» **WHAT YOU SHOULD DO**:
Write out the listing below word for word.

--*--

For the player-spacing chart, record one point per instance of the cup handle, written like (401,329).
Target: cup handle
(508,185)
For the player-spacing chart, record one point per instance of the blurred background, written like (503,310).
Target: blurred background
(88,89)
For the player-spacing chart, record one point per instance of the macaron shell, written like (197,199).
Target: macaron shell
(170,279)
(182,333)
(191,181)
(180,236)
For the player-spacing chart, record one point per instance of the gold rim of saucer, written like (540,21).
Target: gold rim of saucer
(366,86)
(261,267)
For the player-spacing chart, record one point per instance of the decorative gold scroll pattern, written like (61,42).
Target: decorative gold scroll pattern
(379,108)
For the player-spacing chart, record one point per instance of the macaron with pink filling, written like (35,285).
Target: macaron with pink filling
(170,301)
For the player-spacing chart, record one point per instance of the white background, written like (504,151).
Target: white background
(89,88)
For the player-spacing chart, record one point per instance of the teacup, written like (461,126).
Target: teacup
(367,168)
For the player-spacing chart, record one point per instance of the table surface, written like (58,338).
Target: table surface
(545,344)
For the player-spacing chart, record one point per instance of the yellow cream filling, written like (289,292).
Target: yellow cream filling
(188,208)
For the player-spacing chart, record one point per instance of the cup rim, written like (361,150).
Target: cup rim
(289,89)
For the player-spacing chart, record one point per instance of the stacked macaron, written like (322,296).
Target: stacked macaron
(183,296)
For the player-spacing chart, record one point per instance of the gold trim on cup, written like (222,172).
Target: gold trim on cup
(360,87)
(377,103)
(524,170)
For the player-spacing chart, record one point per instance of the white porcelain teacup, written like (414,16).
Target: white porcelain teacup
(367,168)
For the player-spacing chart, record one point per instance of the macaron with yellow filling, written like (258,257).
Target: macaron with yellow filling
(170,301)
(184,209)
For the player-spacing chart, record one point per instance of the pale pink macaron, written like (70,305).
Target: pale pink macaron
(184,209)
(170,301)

--*--

» **EXPECTED ANSWER**:
For the player-spacing chart, record one point per instance of the cup handle, written like (401,329).
Target: cup handle
(508,185)
For the player-spacing chart, record one point per instance of the blurred background, written like (503,310).
Target: blurred background
(88,89)
For the player-spacing chart, record one point per instance of the macaron shell, written like (197,199).
Target: macaron shell
(170,279)
(182,333)
(191,181)
(180,236)
For the player-spacing chart, record one point per instance of the gold rim of saucer, written like (540,21).
Target: gold rim of saucer
(366,86)
(261,267)
For the player-spacing chart, record one point per instance of the decorative gold scroll pattern, written like (61,42).
Target: decorative gold scroll pattern
(379,108)
For the player-spacing chart, record one point per instance of the macaron with pink filling, written like (35,285).
Target: macaron with pink filling
(170,301)
For the player-spacing chart, record one point per instance of the white background, written like (504,151).
Target: white background
(89,88)
For the player-spacing chart, record one point per instance of the teacup, written like (461,126).
Target: teacup
(367,168)
For the player-spacing chart, record one point per instance of the table surface, written like (58,338).
Target: table surface
(545,344)
For the player-spacing chart, record one point per instance of the yellow cream filling, written like (289,292).
Target: yellow cream filling
(188,208)
For the player-spacing chart, record one point per instance of the cup rim, written like (361,150).
Target: cup rim
(289,89)
For the player-spacing chart, record one point per instance of the stacked macaron, written like (322,296).
Target: stacked macaron
(183,296)
For the player-spacing chart, record one point per instance of the gold trim on cup, written like (222,172).
Target: gold trim on cup
(360,87)
(377,103)
(524,170)
For the player-spacing chart, record one point per instance of the white porcelain teacup, written like (414,16).
Target: white porcelain teacup
(367,168)
For the player-spacing chart, record one point per instance of the macaron with yellow filling, written like (258,257).
Target: macaron with yellow filling
(170,301)
(184,209)
For the player-spacing chart, record one point per instance of the pale pink macaron, written like (70,305).
Target: pale pink macaron
(184,209)
(170,301)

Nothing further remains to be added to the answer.